Description of the task:
In the listing beneath this line, copy exactly the lines starting with the one containing "output [[619, 505]]." and going on through the one containing "output [[592, 447]].".

[Input records — start]

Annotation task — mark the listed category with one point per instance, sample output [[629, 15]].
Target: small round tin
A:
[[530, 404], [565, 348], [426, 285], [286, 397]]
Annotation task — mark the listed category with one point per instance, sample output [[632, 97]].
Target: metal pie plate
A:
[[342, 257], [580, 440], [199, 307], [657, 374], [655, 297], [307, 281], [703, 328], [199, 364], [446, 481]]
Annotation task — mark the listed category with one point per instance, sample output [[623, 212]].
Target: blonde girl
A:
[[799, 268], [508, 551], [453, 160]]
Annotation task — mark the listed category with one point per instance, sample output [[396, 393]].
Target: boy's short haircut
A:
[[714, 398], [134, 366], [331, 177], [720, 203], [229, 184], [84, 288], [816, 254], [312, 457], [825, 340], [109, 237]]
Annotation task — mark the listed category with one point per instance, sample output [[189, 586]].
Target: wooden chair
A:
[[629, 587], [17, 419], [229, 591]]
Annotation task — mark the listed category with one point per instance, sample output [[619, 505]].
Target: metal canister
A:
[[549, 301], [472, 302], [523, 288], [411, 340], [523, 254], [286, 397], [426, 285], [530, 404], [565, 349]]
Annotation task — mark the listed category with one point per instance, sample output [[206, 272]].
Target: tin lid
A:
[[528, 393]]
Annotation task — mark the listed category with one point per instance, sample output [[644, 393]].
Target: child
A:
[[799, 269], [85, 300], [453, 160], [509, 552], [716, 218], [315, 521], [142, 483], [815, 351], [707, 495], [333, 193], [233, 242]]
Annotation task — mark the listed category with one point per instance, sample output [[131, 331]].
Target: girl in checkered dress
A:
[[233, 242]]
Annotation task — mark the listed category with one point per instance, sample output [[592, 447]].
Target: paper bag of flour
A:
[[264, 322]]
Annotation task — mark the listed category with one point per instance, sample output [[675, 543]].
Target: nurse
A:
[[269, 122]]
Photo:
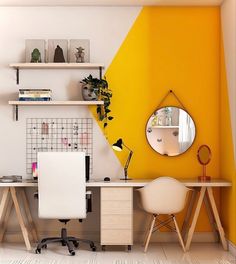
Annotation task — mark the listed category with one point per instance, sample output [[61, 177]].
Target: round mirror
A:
[[170, 131], [204, 157], [204, 154]]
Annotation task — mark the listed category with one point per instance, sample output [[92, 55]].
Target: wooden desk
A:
[[204, 189], [117, 204]]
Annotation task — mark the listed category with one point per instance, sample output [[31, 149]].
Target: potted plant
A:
[[97, 89]]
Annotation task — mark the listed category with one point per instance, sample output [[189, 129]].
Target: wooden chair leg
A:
[[179, 234], [147, 231], [188, 215], [150, 233]]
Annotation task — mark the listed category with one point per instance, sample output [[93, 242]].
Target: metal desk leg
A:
[[211, 217], [217, 218], [20, 218], [29, 216]]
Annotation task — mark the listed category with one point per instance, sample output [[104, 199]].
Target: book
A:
[[35, 99]]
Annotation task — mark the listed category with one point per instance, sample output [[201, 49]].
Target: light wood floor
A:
[[158, 253]]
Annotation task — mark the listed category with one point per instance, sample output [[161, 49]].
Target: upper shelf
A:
[[45, 103], [16, 104], [56, 65], [165, 127]]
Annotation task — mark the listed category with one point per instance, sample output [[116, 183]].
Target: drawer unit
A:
[[116, 216]]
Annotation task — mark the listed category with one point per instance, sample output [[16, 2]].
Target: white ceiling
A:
[[110, 2]]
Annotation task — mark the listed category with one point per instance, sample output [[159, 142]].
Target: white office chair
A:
[[62, 193], [164, 195]]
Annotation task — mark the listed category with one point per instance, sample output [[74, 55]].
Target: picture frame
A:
[[35, 50], [58, 50], [79, 51]]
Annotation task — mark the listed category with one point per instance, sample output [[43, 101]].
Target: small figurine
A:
[[58, 55], [36, 56], [79, 55]]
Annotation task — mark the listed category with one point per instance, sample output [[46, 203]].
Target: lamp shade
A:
[[118, 145]]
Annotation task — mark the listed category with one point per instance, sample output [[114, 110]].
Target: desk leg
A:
[[189, 213], [195, 217], [211, 217], [3, 202], [5, 219], [29, 216], [217, 218], [20, 218], [3, 205]]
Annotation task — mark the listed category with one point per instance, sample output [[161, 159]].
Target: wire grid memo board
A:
[[58, 134]]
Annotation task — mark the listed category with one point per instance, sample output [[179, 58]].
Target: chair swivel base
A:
[[70, 242]]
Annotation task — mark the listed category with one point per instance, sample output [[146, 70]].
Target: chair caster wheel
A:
[[93, 248], [38, 251], [76, 244], [72, 252]]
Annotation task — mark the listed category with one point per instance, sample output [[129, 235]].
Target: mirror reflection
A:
[[204, 154], [170, 131]]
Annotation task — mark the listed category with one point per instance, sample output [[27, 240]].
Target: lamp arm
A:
[[127, 163], [127, 147]]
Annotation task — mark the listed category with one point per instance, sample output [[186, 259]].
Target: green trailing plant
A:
[[101, 88]]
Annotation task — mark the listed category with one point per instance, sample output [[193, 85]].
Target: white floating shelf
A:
[[165, 127], [55, 103], [16, 104], [56, 65]]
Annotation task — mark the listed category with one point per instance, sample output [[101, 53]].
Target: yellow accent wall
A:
[[168, 48], [227, 160]]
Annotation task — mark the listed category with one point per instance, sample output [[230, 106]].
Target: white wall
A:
[[228, 18], [106, 27]]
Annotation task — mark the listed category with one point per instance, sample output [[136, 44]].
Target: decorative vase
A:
[[89, 93]]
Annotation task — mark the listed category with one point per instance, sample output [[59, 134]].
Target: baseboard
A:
[[232, 248], [16, 236]]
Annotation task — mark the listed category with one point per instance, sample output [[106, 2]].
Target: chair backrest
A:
[[61, 185], [165, 195]]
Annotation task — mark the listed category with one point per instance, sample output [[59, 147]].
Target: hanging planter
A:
[[97, 89]]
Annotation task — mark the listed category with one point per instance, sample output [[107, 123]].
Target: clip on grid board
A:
[[58, 134]]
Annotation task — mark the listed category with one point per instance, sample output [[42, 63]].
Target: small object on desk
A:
[[118, 146], [204, 157], [107, 179]]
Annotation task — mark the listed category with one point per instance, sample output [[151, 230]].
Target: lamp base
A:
[[204, 178]]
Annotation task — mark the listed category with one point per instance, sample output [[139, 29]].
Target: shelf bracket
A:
[[16, 112], [17, 75], [100, 72]]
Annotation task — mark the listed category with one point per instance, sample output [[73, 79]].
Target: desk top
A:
[[129, 183]]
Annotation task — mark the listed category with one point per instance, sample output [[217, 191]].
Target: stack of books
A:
[[35, 95]]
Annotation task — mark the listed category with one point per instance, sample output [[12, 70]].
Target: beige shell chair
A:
[[163, 196]]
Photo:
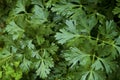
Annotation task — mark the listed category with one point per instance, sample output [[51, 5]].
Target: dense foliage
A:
[[59, 39]]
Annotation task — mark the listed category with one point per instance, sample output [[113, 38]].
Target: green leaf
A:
[[63, 36], [39, 15], [44, 65], [108, 64], [74, 55], [97, 65], [109, 30], [20, 6], [14, 30], [25, 65], [71, 26], [1, 74]]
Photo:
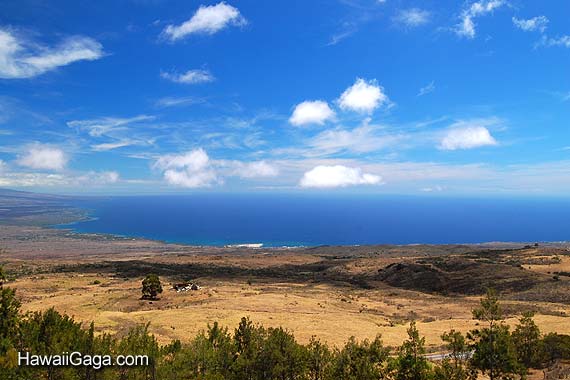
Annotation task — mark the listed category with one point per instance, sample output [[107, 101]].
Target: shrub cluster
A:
[[253, 352]]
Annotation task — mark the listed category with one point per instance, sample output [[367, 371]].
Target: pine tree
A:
[[494, 352]]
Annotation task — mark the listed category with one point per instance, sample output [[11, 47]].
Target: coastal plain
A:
[[332, 293]]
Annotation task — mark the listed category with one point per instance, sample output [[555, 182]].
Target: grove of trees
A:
[[253, 352]]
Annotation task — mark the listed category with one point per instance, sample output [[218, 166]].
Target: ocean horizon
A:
[[312, 220]]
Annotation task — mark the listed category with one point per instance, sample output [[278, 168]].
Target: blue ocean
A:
[[311, 220]]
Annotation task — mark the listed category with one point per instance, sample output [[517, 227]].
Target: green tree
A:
[[2, 276], [453, 366], [527, 341], [319, 358], [494, 353], [360, 361], [411, 363], [248, 340], [281, 357], [556, 347], [151, 286]]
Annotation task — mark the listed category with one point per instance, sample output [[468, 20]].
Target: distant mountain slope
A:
[[26, 208]]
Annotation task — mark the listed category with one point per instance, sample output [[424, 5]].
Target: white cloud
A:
[[427, 89], [255, 169], [43, 157], [195, 169], [114, 145], [20, 58], [190, 77], [178, 101], [311, 112], [562, 41], [363, 96], [92, 178], [105, 125], [466, 27], [539, 23], [463, 136], [192, 169], [323, 176], [413, 17], [359, 140], [207, 20]]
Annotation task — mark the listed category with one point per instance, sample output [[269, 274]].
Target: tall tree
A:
[[494, 353], [527, 341], [411, 363], [453, 367]]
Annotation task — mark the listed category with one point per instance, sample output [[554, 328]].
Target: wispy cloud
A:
[[206, 20], [413, 17], [179, 101], [71, 180], [539, 23], [427, 89], [337, 176], [43, 157], [560, 41], [105, 125], [363, 139], [189, 77], [21, 58], [195, 169]]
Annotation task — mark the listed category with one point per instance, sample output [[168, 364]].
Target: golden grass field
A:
[[101, 282]]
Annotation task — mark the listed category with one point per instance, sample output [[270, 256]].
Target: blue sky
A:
[[393, 96]]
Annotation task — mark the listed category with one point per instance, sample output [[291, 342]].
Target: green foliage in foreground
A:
[[253, 352], [151, 286]]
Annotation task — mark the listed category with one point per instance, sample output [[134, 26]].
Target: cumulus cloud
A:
[[43, 157], [464, 136], [192, 169], [539, 23], [190, 77], [363, 96], [195, 169], [311, 112], [323, 176], [20, 58], [413, 17], [466, 27], [207, 20]]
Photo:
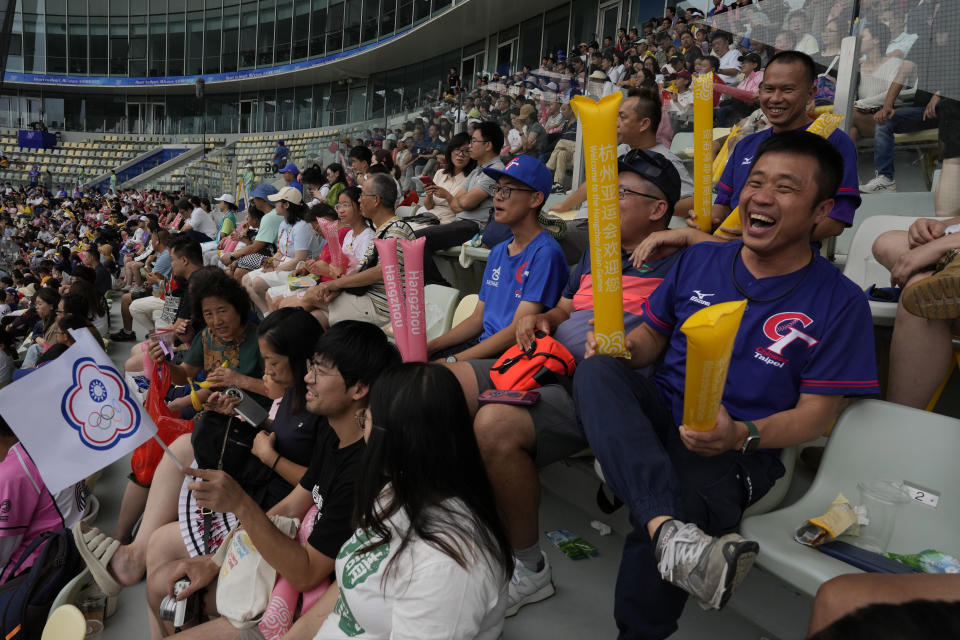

[Input records — finish]

Task result:
Annotation task — mark the listed category with one point per instance, sample output [[619, 505]].
Target: metal canister
A:
[[549, 301], [472, 302], [523, 288], [411, 340], [523, 254], [286, 397], [426, 285], [530, 404], [565, 349]]
Annotation task — mark the listed category with one point per instance, sample output [[206, 272]].
Target: tin lid
A:
[[528, 393]]
Annotation task — mark the listed category with one point per instance, sample output [[644, 393]].
Target: child
A:
[[799, 269], [85, 300], [453, 160], [509, 552], [716, 218], [315, 521], [142, 483], [815, 351], [707, 495], [333, 193], [233, 242]]
Annotation task — mark the listed category with one point per instance, sample output [[131, 331]].
Target: girl in checkered dress
A:
[[233, 242]]
Annotation task — mark the listed category with one point per instance, sample output [[592, 447]].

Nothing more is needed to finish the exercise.